-- Exercise details --
In the article on Deutsche Bank's Epstein fine, change "compliance failures" to "monitoring lapses" and give the passage starting with "Deutsche Bank (NYSE:DB)" and going on through "Eastern European women.".

-- Text for analysis --
== Segment start ==
Home / Headlines / Headlines Opinion / Deutsche Bank Stock Will Shrug Off $150 Million Jeffrey Epstein Fine

Deutsche Bank Stock Will Shrug Off $150 Million Jeffrey Epstein Fine

Last Updated September 23, 2020 2:03 PM
W. E. Messamore
Last Updated September 23, 2020 2:03 PM
  • Deutsche Bank agreed to pay $150 million in fines for failing to monitor Jeffrey Epstein’s financial activity more closely for four years.
  • If past share price movements for Deutsche Bank and other financials are any indication, Deutsche Bank stock has nothing to worry about.
  • U.S. financial authorities have already loaned billions more to Deutsche Bank than this largely-symbolic fine. It’s just a slap on the wrist.

Deutsche Bank (NYSE:DB) has agreed to pay a $150 million fine for compliance failures as it moved money for Jeffrey Epstein.

The most notorious organized sex offender in history, Epstein withdrew $800,000 from Deutsche Bank over four years. He also paid out millions from his accounts for legal fees and to numerous Russian and Eastern European women.
== Segment end ==
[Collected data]
== Segment start ==
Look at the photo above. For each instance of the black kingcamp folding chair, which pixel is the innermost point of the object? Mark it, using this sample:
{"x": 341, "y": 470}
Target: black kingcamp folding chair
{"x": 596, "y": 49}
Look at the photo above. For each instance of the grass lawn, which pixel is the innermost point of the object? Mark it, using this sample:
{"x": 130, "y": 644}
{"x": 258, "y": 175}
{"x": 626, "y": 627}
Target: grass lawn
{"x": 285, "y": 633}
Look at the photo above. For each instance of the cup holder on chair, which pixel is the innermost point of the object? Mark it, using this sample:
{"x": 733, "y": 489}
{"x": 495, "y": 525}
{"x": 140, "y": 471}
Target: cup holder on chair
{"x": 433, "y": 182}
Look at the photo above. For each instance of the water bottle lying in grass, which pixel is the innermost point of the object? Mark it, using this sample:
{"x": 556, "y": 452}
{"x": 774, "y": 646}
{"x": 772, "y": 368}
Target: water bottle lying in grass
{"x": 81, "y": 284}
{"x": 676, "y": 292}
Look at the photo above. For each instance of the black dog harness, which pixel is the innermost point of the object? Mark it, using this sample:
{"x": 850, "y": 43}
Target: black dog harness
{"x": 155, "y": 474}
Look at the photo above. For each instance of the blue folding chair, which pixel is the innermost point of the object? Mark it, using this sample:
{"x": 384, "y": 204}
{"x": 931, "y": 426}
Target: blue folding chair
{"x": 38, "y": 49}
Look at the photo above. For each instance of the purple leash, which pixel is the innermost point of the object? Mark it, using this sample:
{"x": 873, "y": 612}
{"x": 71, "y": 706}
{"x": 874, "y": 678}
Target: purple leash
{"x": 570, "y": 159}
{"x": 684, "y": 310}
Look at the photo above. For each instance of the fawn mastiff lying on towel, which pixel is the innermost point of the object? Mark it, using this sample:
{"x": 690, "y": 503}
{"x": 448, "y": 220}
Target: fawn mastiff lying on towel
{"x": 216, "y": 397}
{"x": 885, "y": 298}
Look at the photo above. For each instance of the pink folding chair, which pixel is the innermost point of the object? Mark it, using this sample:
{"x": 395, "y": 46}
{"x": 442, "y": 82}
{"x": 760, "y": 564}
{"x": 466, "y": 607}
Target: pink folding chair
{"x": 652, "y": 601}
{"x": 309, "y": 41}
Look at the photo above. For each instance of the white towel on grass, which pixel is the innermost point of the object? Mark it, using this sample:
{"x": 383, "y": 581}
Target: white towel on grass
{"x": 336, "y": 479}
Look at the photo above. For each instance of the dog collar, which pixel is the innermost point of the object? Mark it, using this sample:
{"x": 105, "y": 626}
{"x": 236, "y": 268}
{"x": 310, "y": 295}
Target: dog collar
== Segment end ==
-- Task result --
Deutsche Bank (NYSE:DB) has agreed to pay a $150 million fine for monitoring lapses as it moved money for Jeffrey Epstein.

The most notorious organized sex offender in history, Epstein withdrew $800,000 from Deutsche Bank over four years. He also paid out millions from his accounts for legal fees and to numerous Russian and Eastern European women.